◆ Work to be completed: The notice on forward-looking statements below names several quoted words that indicate certain actions, events or results will be taken, occur or be achieved. List all of them.

— start of Document section —

Forward-looking statements relate to future events or future performance and reflect current expectations or beliefs regarding future events and include, but are not limited to, statements with respect to: the use of proceeds of the Rights Offering. Any statements that express or involve discussions with respect to predictions, expectations, beliefs, plans, projections, objectives, assumptions or future events or performance (often, but not always, using words or phrases such as “expects”, “anticipates”, “plans”, “projects”, “estimates”, “assumes”, “intends”, “strategy”, “goals”, “objectives”, “schedule” or variations thereof or stating that certain actions, events or results “may”, “could”, “would”, “might” or “will” be taken, occur or be achieved, or the negative of any of these terms and similar expressions) are not statements of historical fact and may be forward-looking statements.
Forward-looking statements are made based upon certain assumptions by the Company and other important factors that, if untrue, could cause the actual results, performances or achievements of Antioquia to be materially different from future results, performances or achievements expressed or implied by such statements. Such statements and information are based on numerous assumptions regarding present and future business prospects and strategies and the environment in which Antioquia will operate in the future, including the accuracy of any resource estimations, the price of gold, anticipated costs and Antioquia’s ability to achieve its goals, anticipated financial performance, regulatory developments, development plans, exploration, development and mining activities and commitments. Although management considers its assumptions on such matters to be reasonable based on information currently available to it, they may prove to be incorrect. Additional risks are described in the Company’s final prospectus dated April 19, 2018, Antioquia’s most recently filed Annual Information Form, annual and interim MD&A and other disclosure documents available under the Company’s profile at: www.sedar.com.
By their very nature, forward-looking statements involve inherent risks and uncertainties, both general and specific, and risks exist that estimates, forecasts, projections and other forward-looking statements will not be achieved or that assumptions do not reflect future experience. We caution readers not to place undue reliance on these forward-looking statements as a number of important risk factors could cause the actual outcomes to differ materially from the beliefs, plans, objectives, expectations, anticipations, estimates, assumptions and intentions expressed in such forward-looking statements.

— end of Document section —
— start of Provided material —

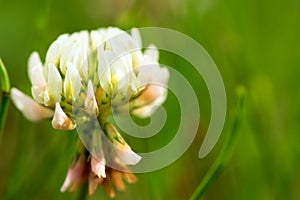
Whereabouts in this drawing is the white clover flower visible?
[11,27,169,195]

— end of Provided material —

◆ Task answer: "may", "could", "would", "might", "will"